▶ _WHAT IS EXPECTED_
Change every "Would you mind marking" in the data below to "Please mark", then write out all the lines again with nothing else altered.

[Records from a point labeling set]
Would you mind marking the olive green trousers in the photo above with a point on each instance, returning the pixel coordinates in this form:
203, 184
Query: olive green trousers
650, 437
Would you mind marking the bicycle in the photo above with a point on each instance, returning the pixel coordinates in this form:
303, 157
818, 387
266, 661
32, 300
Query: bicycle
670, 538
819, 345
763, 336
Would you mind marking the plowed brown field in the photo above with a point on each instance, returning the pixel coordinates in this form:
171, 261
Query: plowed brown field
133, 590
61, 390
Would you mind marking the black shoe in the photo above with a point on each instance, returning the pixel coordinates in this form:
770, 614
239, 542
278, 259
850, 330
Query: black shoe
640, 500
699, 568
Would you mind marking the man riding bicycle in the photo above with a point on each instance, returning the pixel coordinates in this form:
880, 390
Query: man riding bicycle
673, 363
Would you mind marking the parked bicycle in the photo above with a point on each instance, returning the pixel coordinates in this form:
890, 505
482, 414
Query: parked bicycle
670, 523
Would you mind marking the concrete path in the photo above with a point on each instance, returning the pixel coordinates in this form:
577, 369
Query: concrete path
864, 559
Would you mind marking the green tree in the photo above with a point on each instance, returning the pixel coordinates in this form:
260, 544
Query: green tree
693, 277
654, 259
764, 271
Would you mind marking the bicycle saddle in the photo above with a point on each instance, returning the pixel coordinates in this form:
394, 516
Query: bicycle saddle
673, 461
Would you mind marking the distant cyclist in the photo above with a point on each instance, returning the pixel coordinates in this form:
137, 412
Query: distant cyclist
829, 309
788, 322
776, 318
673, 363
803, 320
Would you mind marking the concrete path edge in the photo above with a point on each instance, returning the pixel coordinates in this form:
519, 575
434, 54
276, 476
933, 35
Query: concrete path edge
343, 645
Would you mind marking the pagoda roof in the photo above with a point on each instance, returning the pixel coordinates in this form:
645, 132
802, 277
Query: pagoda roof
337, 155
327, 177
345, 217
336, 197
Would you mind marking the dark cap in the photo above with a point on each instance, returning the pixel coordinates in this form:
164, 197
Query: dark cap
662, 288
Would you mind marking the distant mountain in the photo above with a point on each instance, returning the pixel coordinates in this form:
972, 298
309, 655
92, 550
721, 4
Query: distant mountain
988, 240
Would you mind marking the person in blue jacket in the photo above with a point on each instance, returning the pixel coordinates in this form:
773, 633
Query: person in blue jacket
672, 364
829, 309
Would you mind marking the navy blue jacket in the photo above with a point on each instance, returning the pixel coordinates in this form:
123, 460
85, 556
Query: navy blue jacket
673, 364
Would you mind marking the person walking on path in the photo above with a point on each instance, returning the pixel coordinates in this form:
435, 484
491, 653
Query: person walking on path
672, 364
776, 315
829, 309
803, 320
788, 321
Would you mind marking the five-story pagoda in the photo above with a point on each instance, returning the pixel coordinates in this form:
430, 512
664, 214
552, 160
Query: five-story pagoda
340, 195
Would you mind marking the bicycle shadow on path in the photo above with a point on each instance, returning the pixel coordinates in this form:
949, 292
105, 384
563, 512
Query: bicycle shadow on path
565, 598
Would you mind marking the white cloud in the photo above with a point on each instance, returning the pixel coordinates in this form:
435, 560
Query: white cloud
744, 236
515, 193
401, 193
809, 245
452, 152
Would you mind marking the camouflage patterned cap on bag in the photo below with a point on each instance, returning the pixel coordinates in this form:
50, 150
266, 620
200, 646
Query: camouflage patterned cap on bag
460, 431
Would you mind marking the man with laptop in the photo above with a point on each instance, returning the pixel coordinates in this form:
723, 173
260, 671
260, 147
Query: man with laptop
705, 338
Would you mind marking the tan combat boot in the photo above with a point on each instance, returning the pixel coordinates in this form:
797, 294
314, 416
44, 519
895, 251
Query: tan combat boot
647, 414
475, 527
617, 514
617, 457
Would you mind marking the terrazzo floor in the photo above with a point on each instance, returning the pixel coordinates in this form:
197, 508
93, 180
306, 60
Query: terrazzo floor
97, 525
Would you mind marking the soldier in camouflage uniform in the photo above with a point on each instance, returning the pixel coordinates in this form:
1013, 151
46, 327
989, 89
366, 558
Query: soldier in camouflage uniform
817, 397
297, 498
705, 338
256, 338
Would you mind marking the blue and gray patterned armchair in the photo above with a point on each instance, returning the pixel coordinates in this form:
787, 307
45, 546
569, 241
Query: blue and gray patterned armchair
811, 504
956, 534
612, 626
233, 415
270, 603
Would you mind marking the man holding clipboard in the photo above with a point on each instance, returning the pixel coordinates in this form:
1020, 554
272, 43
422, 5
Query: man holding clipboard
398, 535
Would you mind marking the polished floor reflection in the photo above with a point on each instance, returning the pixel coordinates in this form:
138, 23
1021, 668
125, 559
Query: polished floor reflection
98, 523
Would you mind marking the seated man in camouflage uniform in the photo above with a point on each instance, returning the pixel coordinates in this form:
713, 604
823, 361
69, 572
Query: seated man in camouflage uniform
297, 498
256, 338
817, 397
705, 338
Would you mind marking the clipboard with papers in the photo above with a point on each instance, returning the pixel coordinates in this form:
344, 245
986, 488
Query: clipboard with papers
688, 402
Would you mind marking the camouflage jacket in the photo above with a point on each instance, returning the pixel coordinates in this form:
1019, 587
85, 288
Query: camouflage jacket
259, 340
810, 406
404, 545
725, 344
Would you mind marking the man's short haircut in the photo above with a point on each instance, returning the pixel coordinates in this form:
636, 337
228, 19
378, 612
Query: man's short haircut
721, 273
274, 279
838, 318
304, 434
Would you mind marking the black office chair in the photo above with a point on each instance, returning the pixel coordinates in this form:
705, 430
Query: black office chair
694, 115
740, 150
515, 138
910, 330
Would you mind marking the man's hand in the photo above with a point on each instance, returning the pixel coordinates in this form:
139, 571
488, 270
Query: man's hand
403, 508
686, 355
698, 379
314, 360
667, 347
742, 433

▶ _COMPLETE RESPONSE_
Please mark the olive green trousers in the photo above with a point on each instance, returning the pixel coordinates in this form:
203, 184
Query: olive green trousers
650, 437
Please mark the bicycle in the photo above with a point on each instance, returning the pixel coordinates in this form:
303, 157
818, 387
266, 661
32, 300
Query: bicycle
670, 538
819, 345
763, 336
Please mark the plowed brown field in the photo above with a point on each instance, returning the pixel coordinates in this form:
171, 261
Query: plowed brown field
133, 590
61, 390
Please mark the black shoe in the photo above with a point on each instance, returning the pixel coordinates in this form:
770, 614
239, 542
278, 259
850, 330
Query: black shoe
640, 500
699, 568
Please mark the man riding bicycle in the photo above with a point on each instance, returning the pixel coordinates in this form:
880, 390
Query: man riding bicycle
673, 363
Please mark the parked bicycle in the photo above with a point on each instance, returning the pixel coordinates in this form:
890, 505
482, 414
Query: parked bicycle
670, 523
Please mark the concrete path in the photo above with a point on each instance, returning the pixel coordinates in this form:
577, 369
Query: concrete path
864, 559
Please mark the green tree in the photo above with a point on each instance, returning the pixel coordinates in this form:
260, 544
Query: green tree
693, 277
654, 259
764, 271
Please mark the bicycle saddle in the photo above with a point on each instance, returning the pixel coordinates in this form:
394, 516
Query: bicycle saddle
673, 461
Please mark the distant cyclist in the photo above with a point on each instance, returning the pixel coordinates in this form:
137, 412
Query: distant cyclist
829, 309
788, 322
776, 318
673, 363
803, 320
Please mark the concrete path edge in the photo above with a point on each instance, returning the pixel coordinates in this form:
519, 575
434, 54
276, 476
933, 35
Query: concrete path edge
343, 645
Please mark the pagoda roof in the photo above with a point on each instance, returning the pixel coordinates in this form:
645, 132
802, 277
Query: pagoda roof
337, 155
327, 177
345, 217
336, 197
Please mark the dark cap in the photo above with a point on each instance, returning the pixel coordinates in this form:
164, 197
Query: dark cap
662, 288
Please mark the distant mountain in the photo above with a point on each instance, returning the pixel coordinates in this form:
972, 298
309, 655
92, 550
721, 4
Query: distant mountain
988, 240
Please mark the person in blue jacket in the photo above with a point on each instance, returning the pixel coordinates in this form:
773, 633
Query: person in blue jacket
672, 364
829, 309
Please mark the navy blue jacket in the photo above with a point on each instance, returning the pixel coordinates in this form:
123, 460
85, 556
Query: navy blue jacket
673, 364
Please mark the person walking on path in the photo above with a point on each instance, returning the pixel coordinates in this form:
435, 484
491, 653
Query: person walking on path
672, 364
776, 315
829, 309
803, 320
788, 321
Please mark the five-story pagoda in the photo above with a point on each instance, returning the pixel coordinates in this form:
430, 512
664, 214
552, 160
Query: five-story pagoda
340, 195
Please mark the bicycle shadow on path in the photo above with a point on each instance, returning the pixel coordinates in this form:
949, 292
105, 384
563, 512
Query: bicycle shadow on path
565, 598
Please mark the white cloud in the photo above with a point on each instance, returning the pixel coordinates in this form:
435, 560
Query: white cloud
744, 236
515, 193
401, 193
809, 245
452, 152
Please mark the camouflage patterned cap on bag in the photo below with a point on each instance, returning the pixel coordinates in this form:
50, 150
266, 620
200, 646
Query: camouflage patterned cap on bag
460, 431
Please mark the man with laptop in the photo above with a point on each instance, returning the pixel coordinates in this form:
723, 173
260, 671
260, 147
Query: man with laptop
705, 338
Please mark the tan combat boot in the photo above with a point on each instance, returning the pixel coordinates in this form:
797, 294
314, 416
44, 519
895, 251
Query: tan combat boot
647, 414
475, 527
617, 514
617, 457
Please mark the terrazzo floor in the photo above with a point on each instance, returning the pixel coordinates in this form:
197, 508
93, 180
306, 60
Query: terrazzo floor
97, 525
Please mark the soldier in camouflage uniform in the photo above with a point on each instance, returning the pixel coordinates in this form:
1013, 151
46, 327
989, 89
366, 558
Query: soldier in camouflage uniform
817, 397
297, 498
705, 338
256, 338
Please mark the blue and gray patterned armchair in the photo above with a point on each instance, returning the pixel coordinates in this form:
787, 307
45, 546
569, 241
Query: blue and gray patterned armchair
811, 504
956, 534
612, 626
233, 415
270, 603
Please mark the man holding clipboard in the photo above with a point on each instance, returning the pixel coordinates in this form:
1020, 554
272, 43
422, 5
Query: man holding clipboard
398, 535
Please mark the polished floor reflection in the photo above with a point on each instance, returning the pixel coordinates in this form:
138, 23
1021, 668
125, 559
Query: polished floor reflection
98, 523
Please mark the seated man in camouflage uniform in the photo above with a point on each instance, returning the pixel coordinates in this form:
713, 604
823, 361
69, 572
Query: seated man in camouflage uniform
297, 498
256, 338
817, 397
705, 338
Please mark the clipboard with papers in the photo above with a point on each instance, returning the pixel coordinates in this form:
344, 245
986, 488
Query: clipboard with papers
688, 402
Please mark the camouflage jacket in the photo above with a point on each instance, returning the pixel coordinates in this form:
1019, 587
85, 288
Query: camouflage jacket
259, 340
810, 406
404, 545
725, 344
Please mark the man's short haircut in the photo above with a point on each instance, returning the pixel coordinates in this form:
636, 337
228, 19
378, 612
Query: man's short haircut
721, 273
274, 279
838, 318
304, 434
Please mark the black office chair in the photo above with a point on each instance, returning the pixel coordinates in this form:
705, 430
Query: black office chair
694, 115
740, 150
515, 138
910, 330
Please mark the man's hand in the photo above with a point on each instance, returning the pixel coordinates in this form:
139, 571
488, 270
Query: man's hand
403, 508
686, 355
698, 379
314, 360
667, 347
742, 433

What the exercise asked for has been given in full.